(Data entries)

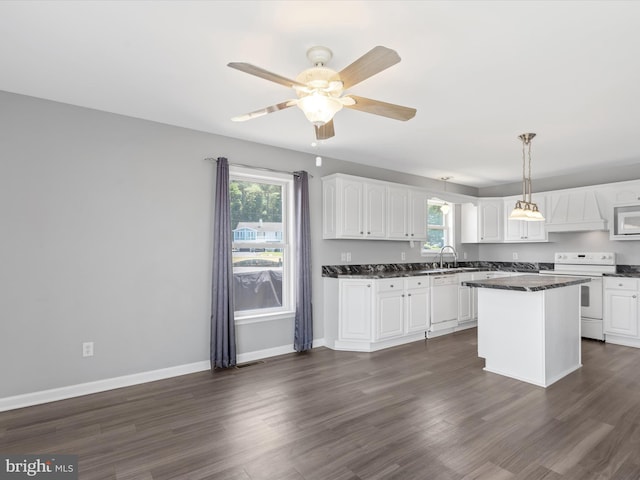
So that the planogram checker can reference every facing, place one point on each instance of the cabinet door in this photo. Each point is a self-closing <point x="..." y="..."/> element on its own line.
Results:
<point x="417" y="310"/>
<point x="355" y="309"/>
<point x="389" y="314"/>
<point x="514" y="230"/>
<point x="376" y="211"/>
<point x="465" y="304"/>
<point x="351" y="208"/>
<point x="418" y="215"/>
<point x="490" y="220"/>
<point x="621" y="312"/>
<point x="398" y="213"/>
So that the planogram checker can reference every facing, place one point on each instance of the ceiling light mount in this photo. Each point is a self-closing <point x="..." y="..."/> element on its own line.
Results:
<point x="319" y="56"/>
<point x="445" y="207"/>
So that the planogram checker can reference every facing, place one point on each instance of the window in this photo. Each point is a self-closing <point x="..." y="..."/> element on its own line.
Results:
<point x="262" y="266"/>
<point x="439" y="226"/>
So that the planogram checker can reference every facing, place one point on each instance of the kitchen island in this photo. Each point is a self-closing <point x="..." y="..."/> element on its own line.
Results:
<point x="529" y="326"/>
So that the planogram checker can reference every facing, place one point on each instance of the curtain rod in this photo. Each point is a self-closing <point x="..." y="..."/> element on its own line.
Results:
<point x="267" y="169"/>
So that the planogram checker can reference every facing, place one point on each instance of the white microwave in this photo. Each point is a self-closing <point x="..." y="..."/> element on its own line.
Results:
<point x="629" y="223"/>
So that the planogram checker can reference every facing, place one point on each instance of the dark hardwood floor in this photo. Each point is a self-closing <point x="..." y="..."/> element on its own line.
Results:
<point x="425" y="410"/>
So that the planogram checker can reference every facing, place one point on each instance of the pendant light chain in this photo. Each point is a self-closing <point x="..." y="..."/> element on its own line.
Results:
<point x="525" y="209"/>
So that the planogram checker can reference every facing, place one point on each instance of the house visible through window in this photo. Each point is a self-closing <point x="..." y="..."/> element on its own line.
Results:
<point x="439" y="226"/>
<point x="260" y="213"/>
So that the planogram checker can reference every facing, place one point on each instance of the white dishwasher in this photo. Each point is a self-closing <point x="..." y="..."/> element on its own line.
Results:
<point x="444" y="302"/>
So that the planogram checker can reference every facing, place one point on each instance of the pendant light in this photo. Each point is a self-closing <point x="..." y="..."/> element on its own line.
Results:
<point x="444" y="208"/>
<point x="525" y="209"/>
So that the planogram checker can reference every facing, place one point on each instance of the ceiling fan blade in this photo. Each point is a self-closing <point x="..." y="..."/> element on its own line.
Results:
<point x="262" y="73"/>
<point x="264" y="111"/>
<point x="325" y="131"/>
<point x="397" y="112"/>
<point x="374" y="61"/>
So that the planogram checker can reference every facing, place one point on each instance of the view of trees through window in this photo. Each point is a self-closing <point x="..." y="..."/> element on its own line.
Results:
<point x="258" y="244"/>
<point x="437" y="229"/>
<point x="252" y="202"/>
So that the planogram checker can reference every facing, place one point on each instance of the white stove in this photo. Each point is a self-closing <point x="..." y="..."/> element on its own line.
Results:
<point x="592" y="265"/>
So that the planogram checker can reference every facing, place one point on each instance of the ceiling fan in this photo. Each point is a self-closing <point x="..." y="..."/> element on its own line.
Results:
<point x="320" y="89"/>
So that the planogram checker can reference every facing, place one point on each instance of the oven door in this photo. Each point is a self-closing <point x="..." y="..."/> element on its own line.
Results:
<point x="591" y="298"/>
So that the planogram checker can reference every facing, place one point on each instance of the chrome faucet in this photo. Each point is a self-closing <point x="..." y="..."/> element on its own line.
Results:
<point x="455" y="255"/>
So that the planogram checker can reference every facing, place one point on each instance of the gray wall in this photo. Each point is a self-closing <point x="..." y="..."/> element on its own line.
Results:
<point x="106" y="237"/>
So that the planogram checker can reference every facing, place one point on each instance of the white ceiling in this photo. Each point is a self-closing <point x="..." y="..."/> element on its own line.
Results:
<point x="478" y="72"/>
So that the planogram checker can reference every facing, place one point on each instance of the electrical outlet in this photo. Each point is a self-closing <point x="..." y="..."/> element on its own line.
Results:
<point x="87" y="349"/>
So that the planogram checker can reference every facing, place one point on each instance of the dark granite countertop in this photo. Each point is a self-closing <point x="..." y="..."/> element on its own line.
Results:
<point x="527" y="283"/>
<point x="623" y="274"/>
<point x="392" y="270"/>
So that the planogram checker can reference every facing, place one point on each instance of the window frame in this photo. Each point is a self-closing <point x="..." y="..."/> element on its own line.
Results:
<point x="448" y="227"/>
<point x="245" y="174"/>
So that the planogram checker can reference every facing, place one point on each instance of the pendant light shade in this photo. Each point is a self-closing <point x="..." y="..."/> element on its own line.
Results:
<point x="525" y="209"/>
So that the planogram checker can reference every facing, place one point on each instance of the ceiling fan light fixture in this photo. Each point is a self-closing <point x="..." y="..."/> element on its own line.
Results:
<point x="318" y="108"/>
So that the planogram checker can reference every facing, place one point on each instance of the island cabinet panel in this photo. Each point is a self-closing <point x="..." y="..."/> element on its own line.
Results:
<point x="528" y="327"/>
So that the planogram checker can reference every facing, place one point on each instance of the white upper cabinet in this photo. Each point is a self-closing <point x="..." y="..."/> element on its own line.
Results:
<point x="482" y="223"/>
<point x="398" y="213"/>
<point x="407" y="217"/>
<point x="360" y="208"/>
<point x="418" y="215"/>
<point x="521" y="230"/>
<point x="490" y="220"/>
<point x="375" y="195"/>
<point x="354" y="208"/>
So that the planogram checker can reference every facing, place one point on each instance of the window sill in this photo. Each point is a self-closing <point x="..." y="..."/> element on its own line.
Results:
<point x="264" y="317"/>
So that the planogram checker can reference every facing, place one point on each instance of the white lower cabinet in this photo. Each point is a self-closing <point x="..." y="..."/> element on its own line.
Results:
<point x="444" y="304"/>
<point x="467" y="301"/>
<point x="621" y="311"/>
<point x="380" y="313"/>
<point x="355" y="308"/>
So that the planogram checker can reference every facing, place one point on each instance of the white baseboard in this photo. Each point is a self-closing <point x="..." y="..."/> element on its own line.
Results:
<point x="55" y="394"/>
<point x="62" y="393"/>
<point x="273" y="352"/>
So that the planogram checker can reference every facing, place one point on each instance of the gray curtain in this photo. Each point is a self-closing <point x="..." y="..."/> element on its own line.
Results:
<point x="223" y="334"/>
<point x="303" y="335"/>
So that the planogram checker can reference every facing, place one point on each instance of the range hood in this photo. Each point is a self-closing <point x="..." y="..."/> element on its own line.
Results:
<point x="576" y="211"/>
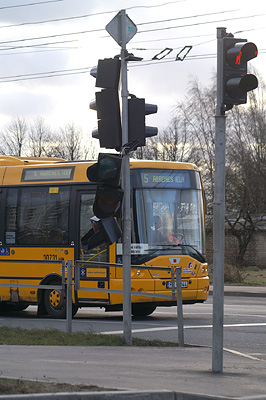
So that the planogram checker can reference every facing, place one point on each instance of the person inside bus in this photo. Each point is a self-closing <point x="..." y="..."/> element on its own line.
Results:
<point x="156" y="236"/>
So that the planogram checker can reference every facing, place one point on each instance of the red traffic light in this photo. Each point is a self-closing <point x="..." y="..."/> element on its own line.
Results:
<point x="108" y="201"/>
<point x="240" y="54"/>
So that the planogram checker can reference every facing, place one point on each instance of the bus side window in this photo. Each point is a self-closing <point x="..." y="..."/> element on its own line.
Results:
<point x="37" y="216"/>
<point x="11" y="216"/>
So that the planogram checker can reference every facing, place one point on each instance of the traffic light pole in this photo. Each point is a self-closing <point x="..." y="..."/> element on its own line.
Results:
<point x="219" y="216"/>
<point x="126" y="186"/>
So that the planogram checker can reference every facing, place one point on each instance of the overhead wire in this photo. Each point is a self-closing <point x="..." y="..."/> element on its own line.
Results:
<point x="49" y="74"/>
<point x="30" y="4"/>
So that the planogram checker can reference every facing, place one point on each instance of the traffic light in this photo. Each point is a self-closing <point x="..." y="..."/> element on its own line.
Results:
<point x="236" y="81"/>
<point x="106" y="103"/>
<point x="107" y="203"/>
<point x="109" y="195"/>
<point x="137" y="130"/>
<point x="102" y="231"/>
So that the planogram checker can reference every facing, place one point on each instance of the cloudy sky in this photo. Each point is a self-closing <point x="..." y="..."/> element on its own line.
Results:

Problem
Return the line that contains "the bus side" along with every line after it through the end of the entries, exactly, adding nothing.

Output of the exercise
So that the planogram checker can reference every facing, place one point on each instance of the bus side window in this photo. Each point is a self-closing <point x="..." y="..."/> element on its own line.
Results:
<point x="37" y="216"/>
<point x="11" y="216"/>
So that the planogram checker can reference every facing, place one point on each instance of the traffic light pole in this photo. Each point is a self-closing <point x="..." y="..."/> element on its own line.
Results:
<point x="219" y="216"/>
<point x="126" y="186"/>
So that the planogram checker can reference every facing, place one point on each instance of the overhead wire in this photo. Each point is a self-closing <point x="..." y="..."/> element on its own line.
Results:
<point x="49" y="74"/>
<point x="30" y="4"/>
So that the planogram checker can reference every facing, place one point on each instance of the traffic light in this photo. Each point is a self-closing <point x="..." y="..."/> element on its own line.
Results:
<point x="236" y="81"/>
<point x="106" y="103"/>
<point x="107" y="203"/>
<point x="109" y="195"/>
<point x="137" y="130"/>
<point x="102" y="231"/>
So that the planogram checker can reference every facing, place one point on each instance of the cloudy sky in this photo. Each point is a self-closing <point x="..." y="..."/> element on its own line.
Results:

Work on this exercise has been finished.